■ **WHAT TO DO**
Please write out every one of the entries below line for line, changing nothing.

■ **MATERIAL FOR THIS TASK**
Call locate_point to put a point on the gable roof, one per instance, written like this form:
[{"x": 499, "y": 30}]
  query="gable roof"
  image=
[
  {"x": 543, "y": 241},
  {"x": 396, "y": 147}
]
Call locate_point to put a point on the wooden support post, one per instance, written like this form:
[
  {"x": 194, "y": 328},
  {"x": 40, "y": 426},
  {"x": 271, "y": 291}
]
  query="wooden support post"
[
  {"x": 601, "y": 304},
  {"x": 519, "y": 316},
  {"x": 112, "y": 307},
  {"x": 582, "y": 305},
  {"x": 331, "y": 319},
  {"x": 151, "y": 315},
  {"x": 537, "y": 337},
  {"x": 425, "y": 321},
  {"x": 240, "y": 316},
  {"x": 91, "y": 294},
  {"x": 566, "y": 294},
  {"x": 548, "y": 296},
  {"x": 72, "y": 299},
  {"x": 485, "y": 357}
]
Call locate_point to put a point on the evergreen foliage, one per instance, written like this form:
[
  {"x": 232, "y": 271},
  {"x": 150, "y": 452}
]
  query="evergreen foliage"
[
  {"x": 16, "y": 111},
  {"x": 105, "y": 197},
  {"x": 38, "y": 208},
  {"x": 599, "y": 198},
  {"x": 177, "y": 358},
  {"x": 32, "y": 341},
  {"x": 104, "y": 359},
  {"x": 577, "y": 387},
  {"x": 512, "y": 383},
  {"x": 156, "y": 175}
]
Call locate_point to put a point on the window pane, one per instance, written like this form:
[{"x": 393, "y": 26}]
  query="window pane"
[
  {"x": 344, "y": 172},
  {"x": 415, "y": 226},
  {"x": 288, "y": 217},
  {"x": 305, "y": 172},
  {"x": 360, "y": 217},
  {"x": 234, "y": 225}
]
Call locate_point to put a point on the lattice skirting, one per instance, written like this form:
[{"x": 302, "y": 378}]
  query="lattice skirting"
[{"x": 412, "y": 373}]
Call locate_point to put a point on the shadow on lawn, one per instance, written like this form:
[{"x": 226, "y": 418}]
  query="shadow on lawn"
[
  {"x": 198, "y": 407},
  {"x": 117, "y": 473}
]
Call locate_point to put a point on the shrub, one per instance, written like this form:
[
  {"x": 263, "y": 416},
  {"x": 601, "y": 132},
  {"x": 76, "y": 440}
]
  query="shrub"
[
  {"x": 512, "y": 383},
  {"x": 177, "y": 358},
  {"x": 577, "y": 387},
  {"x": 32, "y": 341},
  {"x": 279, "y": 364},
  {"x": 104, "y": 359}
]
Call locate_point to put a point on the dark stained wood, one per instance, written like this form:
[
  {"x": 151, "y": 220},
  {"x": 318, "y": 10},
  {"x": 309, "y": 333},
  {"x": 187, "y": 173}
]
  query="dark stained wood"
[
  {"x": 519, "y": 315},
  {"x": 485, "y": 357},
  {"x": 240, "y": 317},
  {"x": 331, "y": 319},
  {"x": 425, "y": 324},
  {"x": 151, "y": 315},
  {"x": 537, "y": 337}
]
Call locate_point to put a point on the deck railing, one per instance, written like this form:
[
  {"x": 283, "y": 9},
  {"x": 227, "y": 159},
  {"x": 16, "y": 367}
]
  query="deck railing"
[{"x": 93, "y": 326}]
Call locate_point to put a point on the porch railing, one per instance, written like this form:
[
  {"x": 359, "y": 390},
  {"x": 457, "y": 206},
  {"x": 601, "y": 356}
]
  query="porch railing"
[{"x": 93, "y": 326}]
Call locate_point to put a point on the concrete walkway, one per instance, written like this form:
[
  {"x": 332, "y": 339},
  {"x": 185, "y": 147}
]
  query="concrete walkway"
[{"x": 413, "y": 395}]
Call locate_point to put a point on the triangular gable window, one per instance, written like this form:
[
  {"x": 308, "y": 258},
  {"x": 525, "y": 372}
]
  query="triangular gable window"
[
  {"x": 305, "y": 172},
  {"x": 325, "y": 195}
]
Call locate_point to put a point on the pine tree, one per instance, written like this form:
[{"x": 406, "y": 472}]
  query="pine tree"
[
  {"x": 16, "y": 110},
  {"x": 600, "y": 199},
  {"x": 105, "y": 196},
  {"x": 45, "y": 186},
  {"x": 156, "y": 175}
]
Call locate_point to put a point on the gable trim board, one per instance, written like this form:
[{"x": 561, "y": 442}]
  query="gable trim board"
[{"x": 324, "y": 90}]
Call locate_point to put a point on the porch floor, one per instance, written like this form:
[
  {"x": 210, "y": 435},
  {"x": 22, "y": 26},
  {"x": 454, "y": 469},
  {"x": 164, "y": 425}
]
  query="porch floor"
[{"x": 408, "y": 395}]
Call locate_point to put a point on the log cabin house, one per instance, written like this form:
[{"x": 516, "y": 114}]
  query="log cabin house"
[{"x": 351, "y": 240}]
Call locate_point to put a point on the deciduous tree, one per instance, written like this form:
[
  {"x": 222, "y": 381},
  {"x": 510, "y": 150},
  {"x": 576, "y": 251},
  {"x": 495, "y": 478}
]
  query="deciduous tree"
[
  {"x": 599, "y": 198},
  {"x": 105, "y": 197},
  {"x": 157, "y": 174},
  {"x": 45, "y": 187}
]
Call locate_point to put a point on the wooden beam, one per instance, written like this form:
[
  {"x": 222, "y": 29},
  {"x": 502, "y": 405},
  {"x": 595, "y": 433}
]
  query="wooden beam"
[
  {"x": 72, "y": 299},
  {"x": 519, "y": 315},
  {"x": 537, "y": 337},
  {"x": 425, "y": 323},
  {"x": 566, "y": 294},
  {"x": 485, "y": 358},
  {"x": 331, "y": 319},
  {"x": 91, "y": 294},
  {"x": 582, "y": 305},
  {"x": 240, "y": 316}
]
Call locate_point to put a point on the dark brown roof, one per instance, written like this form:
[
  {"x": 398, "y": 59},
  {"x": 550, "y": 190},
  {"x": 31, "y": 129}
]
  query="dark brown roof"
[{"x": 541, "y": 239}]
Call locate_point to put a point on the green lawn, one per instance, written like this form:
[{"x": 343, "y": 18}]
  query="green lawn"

■ **PROBLEM SOLUTION**
Call locate_point to put a point on the gable roof, one per instance, written like this form:
[{"x": 499, "y": 30}]
  query="gable roof"
  image=
[
  {"x": 543, "y": 241},
  {"x": 396, "y": 147}
]
Call locate_point to put a point on the wooden support post, one per instance, written like this form:
[
  {"x": 194, "y": 328},
  {"x": 40, "y": 426},
  {"x": 271, "y": 291}
]
  query="wooden support post"
[
  {"x": 601, "y": 304},
  {"x": 519, "y": 316},
  {"x": 112, "y": 307},
  {"x": 582, "y": 305},
  {"x": 331, "y": 319},
  {"x": 151, "y": 315},
  {"x": 537, "y": 337},
  {"x": 425, "y": 321},
  {"x": 240, "y": 316},
  {"x": 91, "y": 294},
  {"x": 566, "y": 294},
  {"x": 548, "y": 296},
  {"x": 72, "y": 299},
  {"x": 485, "y": 357}
]
Call locate_point to put a point on the evergreen foliage, one per instance, written like this form:
[
  {"x": 232, "y": 271},
  {"x": 150, "y": 452}
]
  query="evergreen foliage"
[
  {"x": 16, "y": 111},
  {"x": 105, "y": 197},
  {"x": 38, "y": 208},
  {"x": 599, "y": 198},
  {"x": 177, "y": 358},
  {"x": 32, "y": 341},
  {"x": 104, "y": 359},
  {"x": 577, "y": 387},
  {"x": 512, "y": 383},
  {"x": 156, "y": 175}
]
Call locate_point to put a point on the window pane, one per instance, written like this form:
[{"x": 393, "y": 26}]
  query="window pane"
[
  {"x": 344, "y": 172},
  {"x": 415, "y": 226},
  {"x": 288, "y": 217},
  {"x": 305, "y": 172},
  {"x": 360, "y": 217},
  {"x": 234, "y": 225}
]
Call locate_point to put a point on the lattice skirting, one per instance, written like this form:
[{"x": 302, "y": 378}]
  query="lattice skirting"
[{"x": 412, "y": 373}]
Call locate_point to put a point on the shadow on lawn, one per instance, written like this form:
[{"x": 226, "y": 418}]
  query="shadow on lawn"
[
  {"x": 198, "y": 407},
  {"x": 117, "y": 473}
]
Call locate_point to put a point on the shrub, one per instance, written like this form:
[
  {"x": 263, "y": 416},
  {"x": 601, "y": 132},
  {"x": 76, "y": 440}
]
  query="shrub"
[
  {"x": 512, "y": 383},
  {"x": 177, "y": 358},
  {"x": 577, "y": 387},
  {"x": 32, "y": 341},
  {"x": 279, "y": 364},
  {"x": 104, "y": 359}
]
Call locate_point to put a point on the dark stained wood, one per instance, written like this form:
[
  {"x": 151, "y": 220},
  {"x": 318, "y": 10},
  {"x": 309, "y": 333},
  {"x": 187, "y": 173}
]
  query="dark stained wood"
[
  {"x": 519, "y": 315},
  {"x": 485, "y": 357},
  {"x": 240, "y": 317},
  {"x": 331, "y": 319},
  {"x": 425, "y": 324},
  {"x": 151, "y": 315},
  {"x": 537, "y": 337}
]
Call locate_point to put a point on the deck railing, one per instance, written like this form:
[
  {"x": 283, "y": 9},
  {"x": 227, "y": 159},
  {"x": 16, "y": 367}
]
  query="deck railing"
[{"x": 93, "y": 326}]
Call locate_point to put a point on the porch railing, one per instance, written like this form:
[
  {"x": 359, "y": 390},
  {"x": 457, "y": 206},
  {"x": 601, "y": 356}
]
  query="porch railing"
[{"x": 93, "y": 326}]
Call locate_point to put a point on the concrete walkway, one per instance, written like this form:
[
  {"x": 332, "y": 339},
  {"x": 185, "y": 147}
]
  query="concrete walkway"
[{"x": 413, "y": 395}]
Call locate_point to put a point on the triangular gable window, one per instance, written like this form:
[
  {"x": 308, "y": 258},
  {"x": 525, "y": 372}
]
  query="triangular gable window"
[
  {"x": 305, "y": 172},
  {"x": 325, "y": 195}
]
Call locate_point to put a point on the pine tree, one per instance, written like this form:
[{"x": 406, "y": 472}]
  query="pine tree"
[
  {"x": 16, "y": 110},
  {"x": 600, "y": 199},
  {"x": 105, "y": 196},
  {"x": 45, "y": 186},
  {"x": 156, "y": 175}
]
Call locate_point to put a point on the gable trim board, one per instance, written like this form:
[{"x": 561, "y": 442}]
  query="gable trim board"
[{"x": 324, "y": 90}]
Call locate_point to put a point on the porch floor, one per instance, written like this form:
[
  {"x": 210, "y": 435},
  {"x": 22, "y": 26},
  {"x": 454, "y": 469},
  {"x": 164, "y": 425}
]
  query="porch floor"
[{"x": 408, "y": 395}]
Call locate_point to put a point on the log cabin house, one per instance, written like this form:
[{"x": 516, "y": 114}]
  query="log cabin house"
[{"x": 351, "y": 240}]
Call locate_point to put a point on the deciduous tree, one per instance, written like this form:
[
  {"x": 222, "y": 381},
  {"x": 510, "y": 150},
  {"x": 576, "y": 251},
  {"x": 495, "y": 478}
]
  query="deciduous tree"
[
  {"x": 599, "y": 198},
  {"x": 105, "y": 197},
  {"x": 157, "y": 174},
  {"x": 45, "y": 187}
]
Call locate_point to put a point on the wooden beam, one per instance, written like this form:
[
  {"x": 222, "y": 29},
  {"x": 502, "y": 405},
  {"x": 595, "y": 433}
]
  query="wooden beam"
[
  {"x": 72, "y": 299},
  {"x": 519, "y": 315},
  {"x": 537, "y": 337},
  {"x": 425, "y": 323},
  {"x": 566, "y": 294},
  {"x": 485, "y": 358},
  {"x": 331, "y": 319},
  {"x": 91, "y": 294},
  {"x": 582, "y": 305},
  {"x": 240, "y": 316}
]
Call locate_point to put a point on the dark brown roof, one per instance, written like this form:
[
  {"x": 398, "y": 59},
  {"x": 550, "y": 190},
  {"x": 31, "y": 129}
]
  query="dark brown roof"
[{"x": 541, "y": 239}]
Call locate_point to put a point on the green lawn, one per instance, written like this form:
[{"x": 343, "y": 18}]
  query="green lawn"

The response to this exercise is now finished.